Beginning with the line that holds "Return one point per instance of the navy dress", set down each line of the data below through the very last, exactly as given, and nothing beyond that.

════

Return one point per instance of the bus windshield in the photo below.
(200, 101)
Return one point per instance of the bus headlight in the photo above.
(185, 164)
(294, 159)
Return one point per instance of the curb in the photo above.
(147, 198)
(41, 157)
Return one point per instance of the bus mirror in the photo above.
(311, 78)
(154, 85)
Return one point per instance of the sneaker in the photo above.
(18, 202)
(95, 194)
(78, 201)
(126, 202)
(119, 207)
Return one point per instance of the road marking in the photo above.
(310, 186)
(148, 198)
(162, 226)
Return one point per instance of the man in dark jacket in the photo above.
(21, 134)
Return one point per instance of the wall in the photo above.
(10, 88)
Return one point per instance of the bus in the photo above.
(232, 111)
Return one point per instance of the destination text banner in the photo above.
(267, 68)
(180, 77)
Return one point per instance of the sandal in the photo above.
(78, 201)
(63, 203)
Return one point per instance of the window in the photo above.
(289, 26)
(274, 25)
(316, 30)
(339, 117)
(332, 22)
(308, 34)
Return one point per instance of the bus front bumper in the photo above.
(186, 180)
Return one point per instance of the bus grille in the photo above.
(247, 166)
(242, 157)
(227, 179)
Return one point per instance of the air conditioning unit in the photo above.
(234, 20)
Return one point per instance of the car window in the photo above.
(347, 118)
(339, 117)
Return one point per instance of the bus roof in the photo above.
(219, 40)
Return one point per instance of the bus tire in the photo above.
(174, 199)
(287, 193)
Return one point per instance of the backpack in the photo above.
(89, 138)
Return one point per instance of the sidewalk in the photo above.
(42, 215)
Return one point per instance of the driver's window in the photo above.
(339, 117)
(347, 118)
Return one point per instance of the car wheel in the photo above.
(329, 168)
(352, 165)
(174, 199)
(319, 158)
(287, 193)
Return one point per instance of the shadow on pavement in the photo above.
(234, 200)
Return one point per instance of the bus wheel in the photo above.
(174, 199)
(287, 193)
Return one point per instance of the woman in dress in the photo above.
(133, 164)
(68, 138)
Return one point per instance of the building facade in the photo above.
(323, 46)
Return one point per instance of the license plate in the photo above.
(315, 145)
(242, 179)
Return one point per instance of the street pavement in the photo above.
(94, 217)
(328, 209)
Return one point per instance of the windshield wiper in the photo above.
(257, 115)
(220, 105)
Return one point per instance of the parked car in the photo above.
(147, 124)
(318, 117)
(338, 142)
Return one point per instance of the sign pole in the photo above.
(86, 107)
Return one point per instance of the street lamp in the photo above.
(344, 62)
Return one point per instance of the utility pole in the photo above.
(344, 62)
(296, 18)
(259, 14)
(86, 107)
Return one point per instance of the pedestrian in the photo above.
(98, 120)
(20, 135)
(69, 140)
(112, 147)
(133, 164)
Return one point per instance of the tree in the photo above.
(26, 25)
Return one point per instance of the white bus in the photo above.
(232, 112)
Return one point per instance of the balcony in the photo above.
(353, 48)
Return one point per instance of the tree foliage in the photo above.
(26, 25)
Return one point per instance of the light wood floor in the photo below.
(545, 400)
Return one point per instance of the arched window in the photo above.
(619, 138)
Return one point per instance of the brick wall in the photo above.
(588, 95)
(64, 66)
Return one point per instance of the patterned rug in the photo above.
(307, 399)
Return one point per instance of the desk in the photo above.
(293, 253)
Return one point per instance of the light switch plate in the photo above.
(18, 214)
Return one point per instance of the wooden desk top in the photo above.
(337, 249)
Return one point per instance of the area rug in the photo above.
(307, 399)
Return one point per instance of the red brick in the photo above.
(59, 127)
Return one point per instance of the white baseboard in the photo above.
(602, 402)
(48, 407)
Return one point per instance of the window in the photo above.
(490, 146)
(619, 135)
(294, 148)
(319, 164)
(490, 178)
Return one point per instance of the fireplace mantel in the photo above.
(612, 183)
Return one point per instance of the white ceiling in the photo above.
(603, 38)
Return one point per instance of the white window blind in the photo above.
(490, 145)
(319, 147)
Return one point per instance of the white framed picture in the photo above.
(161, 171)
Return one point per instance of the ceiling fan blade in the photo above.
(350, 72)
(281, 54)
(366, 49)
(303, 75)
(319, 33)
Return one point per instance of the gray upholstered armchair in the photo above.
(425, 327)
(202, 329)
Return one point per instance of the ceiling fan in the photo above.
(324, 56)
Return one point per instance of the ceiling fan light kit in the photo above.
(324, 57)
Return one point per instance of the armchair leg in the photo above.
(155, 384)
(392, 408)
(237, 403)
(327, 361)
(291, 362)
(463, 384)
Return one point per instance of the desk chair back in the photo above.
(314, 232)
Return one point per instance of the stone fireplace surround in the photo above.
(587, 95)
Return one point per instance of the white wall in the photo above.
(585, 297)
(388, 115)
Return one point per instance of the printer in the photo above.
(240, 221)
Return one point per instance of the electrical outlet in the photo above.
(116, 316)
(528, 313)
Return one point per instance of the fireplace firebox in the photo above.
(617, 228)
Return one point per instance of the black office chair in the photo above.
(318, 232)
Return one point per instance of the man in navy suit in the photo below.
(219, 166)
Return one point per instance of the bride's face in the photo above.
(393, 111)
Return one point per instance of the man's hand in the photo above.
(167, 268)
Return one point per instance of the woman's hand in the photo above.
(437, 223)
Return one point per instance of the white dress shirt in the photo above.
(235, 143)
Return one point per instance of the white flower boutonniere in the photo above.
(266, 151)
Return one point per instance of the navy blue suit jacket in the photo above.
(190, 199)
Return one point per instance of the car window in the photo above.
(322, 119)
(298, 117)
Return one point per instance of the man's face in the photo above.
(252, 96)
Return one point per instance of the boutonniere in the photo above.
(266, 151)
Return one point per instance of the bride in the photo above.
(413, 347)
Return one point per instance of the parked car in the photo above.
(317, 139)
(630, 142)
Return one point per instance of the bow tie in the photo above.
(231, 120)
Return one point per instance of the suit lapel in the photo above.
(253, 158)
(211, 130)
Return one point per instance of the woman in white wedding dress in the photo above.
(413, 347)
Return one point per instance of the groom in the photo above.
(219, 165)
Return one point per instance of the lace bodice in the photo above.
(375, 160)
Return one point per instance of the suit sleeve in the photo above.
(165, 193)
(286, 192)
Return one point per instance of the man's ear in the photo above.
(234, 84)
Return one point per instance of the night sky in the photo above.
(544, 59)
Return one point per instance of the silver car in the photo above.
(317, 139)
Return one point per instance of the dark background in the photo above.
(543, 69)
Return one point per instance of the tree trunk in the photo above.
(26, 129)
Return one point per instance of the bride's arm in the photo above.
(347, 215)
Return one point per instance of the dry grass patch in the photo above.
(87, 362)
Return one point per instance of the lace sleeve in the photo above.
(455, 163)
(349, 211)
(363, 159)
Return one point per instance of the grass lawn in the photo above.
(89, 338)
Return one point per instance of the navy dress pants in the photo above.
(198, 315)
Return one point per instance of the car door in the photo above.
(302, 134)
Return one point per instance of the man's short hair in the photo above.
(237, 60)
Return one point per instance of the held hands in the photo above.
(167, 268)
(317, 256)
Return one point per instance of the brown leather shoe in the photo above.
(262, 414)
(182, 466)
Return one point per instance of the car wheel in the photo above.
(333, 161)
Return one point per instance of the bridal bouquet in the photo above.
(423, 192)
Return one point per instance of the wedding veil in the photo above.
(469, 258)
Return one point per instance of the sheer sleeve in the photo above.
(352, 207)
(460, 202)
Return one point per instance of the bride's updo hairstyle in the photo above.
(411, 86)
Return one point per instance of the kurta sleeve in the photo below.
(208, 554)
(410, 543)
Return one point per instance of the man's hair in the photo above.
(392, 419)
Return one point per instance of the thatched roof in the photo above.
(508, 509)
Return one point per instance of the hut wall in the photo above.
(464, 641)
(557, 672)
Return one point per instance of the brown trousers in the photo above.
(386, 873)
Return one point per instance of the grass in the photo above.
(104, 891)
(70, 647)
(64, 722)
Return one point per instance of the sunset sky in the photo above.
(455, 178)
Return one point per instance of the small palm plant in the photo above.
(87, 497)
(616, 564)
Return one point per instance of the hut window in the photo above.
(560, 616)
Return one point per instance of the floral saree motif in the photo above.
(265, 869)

════

### Output below
Return one point per instance of the navy dress pants in the photo above.
(198, 315)
Return one point per instance of the car door in the photo above.
(302, 134)
Return one point per instance of the man's short hair in the photo above.
(237, 60)
Return one point per instance of the held hands in the photo above.
(167, 268)
(317, 256)
Return one point per instance of the brown leather shoe in the photo above.
(262, 414)
(182, 466)
Return one point per instance of the car wheel in the photo above.
(333, 161)
Return one point per instance of the bridal bouquet in the photo above.
(423, 192)
Return one point per instance of the wedding veil in the photo above.
(469, 258)
Return one point per instance of the sheer sleeve in the photo above.
(352, 207)
(460, 202)
Return one point per instance of the bride's updo hairstyle in the photo above.
(411, 86)
Return one point per instance of the kurta sleeve in the photo below.
(208, 554)
(410, 543)
Return one point per instance of the man's hair in the photo above.
(392, 419)
Return one point per instance of the thatched roof in the photo above.
(508, 509)
Return one point per instance of the hut wall in the photo above.
(464, 641)
(557, 672)
Return one point per instance of the brown trousers in the photo above.
(386, 873)
Return one point per instance of the grass in the photo above.
(104, 891)
(70, 647)
(64, 722)
Return one point per instance of the sunset sky in the photo above.
(455, 178)
Return one point per instance of the small palm plant in the photo above.
(87, 497)
(616, 564)
Return one point per instance of the hut window in the photo above.
(560, 616)
Return one point per instance of the floral saree motif in the photo above.
(265, 869)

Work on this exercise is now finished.